Stored data entries:
________

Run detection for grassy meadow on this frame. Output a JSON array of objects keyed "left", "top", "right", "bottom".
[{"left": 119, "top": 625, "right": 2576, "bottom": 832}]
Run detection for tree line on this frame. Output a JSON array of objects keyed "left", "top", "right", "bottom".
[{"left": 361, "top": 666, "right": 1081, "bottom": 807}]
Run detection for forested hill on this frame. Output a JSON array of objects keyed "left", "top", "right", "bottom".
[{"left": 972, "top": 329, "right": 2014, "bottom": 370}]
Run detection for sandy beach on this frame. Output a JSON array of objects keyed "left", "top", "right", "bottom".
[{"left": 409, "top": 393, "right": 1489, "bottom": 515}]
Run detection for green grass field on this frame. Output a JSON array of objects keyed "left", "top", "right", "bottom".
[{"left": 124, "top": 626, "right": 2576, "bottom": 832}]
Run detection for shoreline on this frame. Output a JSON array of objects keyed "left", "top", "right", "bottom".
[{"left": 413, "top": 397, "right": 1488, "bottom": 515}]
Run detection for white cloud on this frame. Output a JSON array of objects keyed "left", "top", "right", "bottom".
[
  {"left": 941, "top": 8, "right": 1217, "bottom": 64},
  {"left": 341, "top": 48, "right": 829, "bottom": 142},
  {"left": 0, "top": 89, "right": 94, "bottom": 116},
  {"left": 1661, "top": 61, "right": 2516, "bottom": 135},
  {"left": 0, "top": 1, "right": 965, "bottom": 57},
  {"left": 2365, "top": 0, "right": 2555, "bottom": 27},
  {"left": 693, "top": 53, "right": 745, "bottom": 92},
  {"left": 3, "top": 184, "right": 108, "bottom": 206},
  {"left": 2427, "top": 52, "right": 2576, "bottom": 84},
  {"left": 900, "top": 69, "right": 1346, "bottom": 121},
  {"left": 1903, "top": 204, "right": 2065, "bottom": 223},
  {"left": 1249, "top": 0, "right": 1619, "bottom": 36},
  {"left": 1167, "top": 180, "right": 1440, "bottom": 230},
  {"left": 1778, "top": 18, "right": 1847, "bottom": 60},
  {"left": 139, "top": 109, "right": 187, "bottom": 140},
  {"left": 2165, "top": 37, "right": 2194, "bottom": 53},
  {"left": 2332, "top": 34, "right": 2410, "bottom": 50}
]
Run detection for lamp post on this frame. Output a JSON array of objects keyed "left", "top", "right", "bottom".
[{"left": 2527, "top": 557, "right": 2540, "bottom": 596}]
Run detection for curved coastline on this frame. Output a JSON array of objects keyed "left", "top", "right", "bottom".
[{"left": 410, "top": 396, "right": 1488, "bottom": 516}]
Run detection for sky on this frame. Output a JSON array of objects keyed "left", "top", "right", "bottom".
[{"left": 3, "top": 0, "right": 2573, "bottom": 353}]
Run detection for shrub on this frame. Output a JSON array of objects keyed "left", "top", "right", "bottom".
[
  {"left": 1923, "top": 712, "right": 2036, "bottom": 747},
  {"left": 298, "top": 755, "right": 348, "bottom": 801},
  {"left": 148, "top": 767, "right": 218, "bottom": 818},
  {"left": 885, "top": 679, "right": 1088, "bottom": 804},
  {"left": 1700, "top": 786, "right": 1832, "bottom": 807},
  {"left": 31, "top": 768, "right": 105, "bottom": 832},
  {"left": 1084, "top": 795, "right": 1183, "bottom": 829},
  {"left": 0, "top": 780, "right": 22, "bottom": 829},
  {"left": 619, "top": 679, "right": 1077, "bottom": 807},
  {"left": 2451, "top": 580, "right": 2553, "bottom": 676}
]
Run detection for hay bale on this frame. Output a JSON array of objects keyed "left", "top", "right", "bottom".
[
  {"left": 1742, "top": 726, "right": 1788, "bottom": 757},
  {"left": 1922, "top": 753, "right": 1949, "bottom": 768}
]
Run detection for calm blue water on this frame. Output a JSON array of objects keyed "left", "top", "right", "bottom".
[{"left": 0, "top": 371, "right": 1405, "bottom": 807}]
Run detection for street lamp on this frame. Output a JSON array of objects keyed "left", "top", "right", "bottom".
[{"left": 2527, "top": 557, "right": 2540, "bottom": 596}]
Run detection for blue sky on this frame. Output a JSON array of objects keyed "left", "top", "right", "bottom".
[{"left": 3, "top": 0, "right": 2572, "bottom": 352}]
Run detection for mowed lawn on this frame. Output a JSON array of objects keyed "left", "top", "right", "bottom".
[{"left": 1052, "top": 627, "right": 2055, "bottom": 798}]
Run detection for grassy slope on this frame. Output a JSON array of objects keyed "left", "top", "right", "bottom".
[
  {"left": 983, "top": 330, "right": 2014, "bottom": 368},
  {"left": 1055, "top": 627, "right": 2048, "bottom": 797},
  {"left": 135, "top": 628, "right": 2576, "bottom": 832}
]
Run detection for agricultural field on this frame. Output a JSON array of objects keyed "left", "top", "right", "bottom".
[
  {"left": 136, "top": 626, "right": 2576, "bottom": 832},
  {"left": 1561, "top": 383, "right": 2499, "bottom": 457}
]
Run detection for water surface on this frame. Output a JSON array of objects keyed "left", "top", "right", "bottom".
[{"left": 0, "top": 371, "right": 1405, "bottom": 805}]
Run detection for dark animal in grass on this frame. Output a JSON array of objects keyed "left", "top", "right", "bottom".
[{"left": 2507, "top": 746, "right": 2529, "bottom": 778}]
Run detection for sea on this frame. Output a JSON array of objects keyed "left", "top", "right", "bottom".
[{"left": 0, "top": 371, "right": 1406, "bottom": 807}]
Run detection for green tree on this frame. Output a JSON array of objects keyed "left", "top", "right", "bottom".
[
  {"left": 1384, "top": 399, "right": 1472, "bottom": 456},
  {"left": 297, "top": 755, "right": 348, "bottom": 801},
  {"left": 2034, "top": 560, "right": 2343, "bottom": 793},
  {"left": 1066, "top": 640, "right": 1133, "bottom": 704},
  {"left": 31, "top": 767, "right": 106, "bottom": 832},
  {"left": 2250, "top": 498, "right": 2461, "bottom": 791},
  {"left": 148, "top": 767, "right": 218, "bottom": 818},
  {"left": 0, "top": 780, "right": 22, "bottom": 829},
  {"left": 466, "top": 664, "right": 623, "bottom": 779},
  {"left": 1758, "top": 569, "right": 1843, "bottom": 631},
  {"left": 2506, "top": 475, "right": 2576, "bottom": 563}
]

________

TASK GOAL:
Your output must be an exact copy of every entry.

ANSWER SECTION:
Run detection for grassy meadow on this frame. Output a JSON array of objects keyed "left", "top", "right", "bottom".
[{"left": 119, "top": 625, "right": 2576, "bottom": 832}]
Run detection for tree line on this frame. Output a JSON array of objects keyed "left", "top", "right", "bottom".
[{"left": 361, "top": 666, "right": 1081, "bottom": 807}]
Run detection for forested hill on this frame. Output a JSON array of objects keyed "left", "top", "right", "bottom".
[{"left": 972, "top": 329, "right": 2014, "bottom": 370}]
Run detection for sandy beach on this frame. Output a JSON array of objects keyed "left", "top", "right", "bottom".
[{"left": 409, "top": 393, "right": 1489, "bottom": 515}]
Run detection for green grass field on this frame. Output a JSON array of objects keyed "left", "top", "right", "bottom".
[{"left": 124, "top": 626, "right": 2576, "bottom": 832}]
Run detection for shoreline on this frame. Output a JSON array of objects keyed "left", "top", "right", "bottom".
[{"left": 413, "top": 397, "right": 1488, "bottom": 515}]
Run detection for white cloud on this frame. Output a JSON array of objects keyed "left", "top", "right", "bottom".
[
  {"left": 941, "top": 8, "right": 1217, "bottom": 64},
  {"left": 341, "top": 48, "right": 829, "bottom": 142},
  {"left": 0, "top": 89, "right": 94, "bottom": 116},
  {"left": 1661, "top": 61, "right": 2516, "bottom": 135},
  {"left": 0, "top": 1, "right": 965, "bottom": 57},
  {"left": 2365, "top": 0, "right": 2555, "bottom": 27},
  {"left": 693, "top": 53, "right": 745, "bottom": 92},
  {"left": 3, "top": 184, "right": 108, "bottom": 206},
  {"left": 2427, "top": 52, "right": 2576, "bottom": 84},
  {"left": 900, "top": 69, "right": 1346, "bottom": 121},
  {"left": 1903, "top": 204, "right": 2065, "bottom": 223},
  {"left": 1249, "top": 0, "right": 1619, "bottom": 36},
  {"left": 1167, "top": 180, "right": 1440, "bottom": 230},
  {"left": 1778, "top": 18, "right": 1847, "bottom": 60},
  {"left": 139, "top": 109, "right": 187, "bottom": 140},
  {"left": 2165, "top": 37, "right": 2194, "bottom": 53},
  {"left": 2332, "top": 34, "right": 2410, "bottom": 50}
]
Run detection for lamp post on this frame. Output a JSON array of objects keyed "left", "top", "right", "bottom".
[{"left": 2527, "top": 557, "right": 2540, "bottom": 596}]
Run detection for curved coastline on this frame. Output a JSON array of objects keyed "left", "top", "right", "bottom".
[{"left": 410, "top": 396, "right": 1488, "bottom": 516}]
Run detection for sky on this frame. Output a JSON array of objects keyed "left", "top", "right", "bottom".
[{"left": 3, "top": 0, "right": 2573, "bottom": 353}]
Run detection for shrub on this frame. Output a JSON array of objects keyed "left", "top", "right", "bottom".
[
  {"left": 1923, "top": 712, "right": 2036, "bottom": 747},
  {"left": 298, "top": 755, "right": 348, "bottom": 801},
  {"left": 148, "top": 767, "right": 218, "bottom": 818},
  {"left": 885, "top": 679, "right": 1088, "bottom": 804},
  {"left": 1700, "top": 786, "right": 1832, "bottom": 807},
  {"left": 31, "top": 768, "right": 105, "bottom": 832},
  {"left": 1084, "top": 795, "right": 1183, "bottom": 829},
  {"left": 0, "top": 780, "right": 22, "bottom": 829},
  {"left": 619, "top": 679, "right": 1077, "bottom": 807},
  {"left": 2451, "top": 580, "right": 2553, "bottom": 676}
]
Run detection for hay bale on this frame. Output a JSON array of objects keyed "left", "top", "right", "bottom".
[
  {"left": 1742, "top": 726, "right": 1788, "bottom": 757},
  {"left": 1922, "top": 753, "right": 1949, "bottom": 768}
]
Run detection for calm blue water on this frame. Output a JSON array of objects keyed "left", "top", "right", "bottom".
[{"left": 0, "top": 371, "right": 1405, "bottom": 807}]
Run detection for street lamp on this frame. Output a JSON array of objects keyed "left", "top", "right", "bottom".
[{"left": 2527, "top": 557, "right": 2540, "bottom": 596}]
Run detection for blue sky on this frame. Output a JSON array of objects keyed "left", "top", "right", "bottom".
[{"left": 3, "top": 0, "right": 2572, "bottom": 352}]
Run detection for mowed lawn on this frame. Output a JSON array of objects keyed "left", "top", "right", "bottom".
[{"left": 1052, "top": 627, "right": 2055, "bottom": 798}]
Run detection for grassy slope on this frame. Output a JSON array of objects keyed "left", "top", "right", "bottom".
[
  {"left": 983, "top": 330, "right": 2014, "bottom": 368},
  {"left": 1055, "top": 627, "right": 2048, "bottom": 797},
  {"left": 135, "top": 628, "right": 2576, "bottom": 832}
]
Run detection for agricultural field on this frame. Output a JSON array of objects keyed "left", "top", "right", "bottom".
[
  {"left": 136, "top": 626, "right": 2576, "bottom": 832},
  {"left": 1561, "top": 383, "right": 2499, "bottom": 457}
]
Run detection for water surface on this frame. Output a JSON array of objects keyed "left", "top", "right", "bottom".
[{"left": 0, "top": 371, "right": 1405, "bottom": 805}]
Run detection for dark animal in grass on this frame. Output a JSON array of objects keyed "left", "top", "right", "bottom".
[{"left": 2507, "top": 746, "right": 2529, "bottom": 778}]
Run detection for sea on this frame. Output a JSON array of objects keyed "left", "top", "right", "bottom".
[{"left": 0, "top": 371, "right": 1406, "bottom": 807}]
Run detection for green tree on this frame. Output a JSON array of objects keyed "left", "top", "right", "bottom".
[
  {"left": 1384, "top": 399, "right": 1472, "bottom": 456},
  {"left": 297, "top": 755, "right": 348, "bottom": 801},
  {"left": 2034, "top": 560, "right": 2343, "bottom": 793},
  {"left": 1066, "top": 640, "right": 1133, "bottom": 704},
  {"left": 31, "top": 767, "right": 106, "bottom": 832},
  {"left": 2250, "top": 498, "right": 2461, "bottom": 791},
  {"left": 148, "top": 767, "right": 218, "bottom": 818},
  {"left": 0, "top": 780, "right": 22, "bottom": 829},
  {"left": 466, "top": 664, "right": 623, "bottom": 779},
  {"left": 1758, "top": 569, "right": 1843, "bottom": 631},
  {"left": 2506, "top": 475, "right": 2576, "bottom": 563}
]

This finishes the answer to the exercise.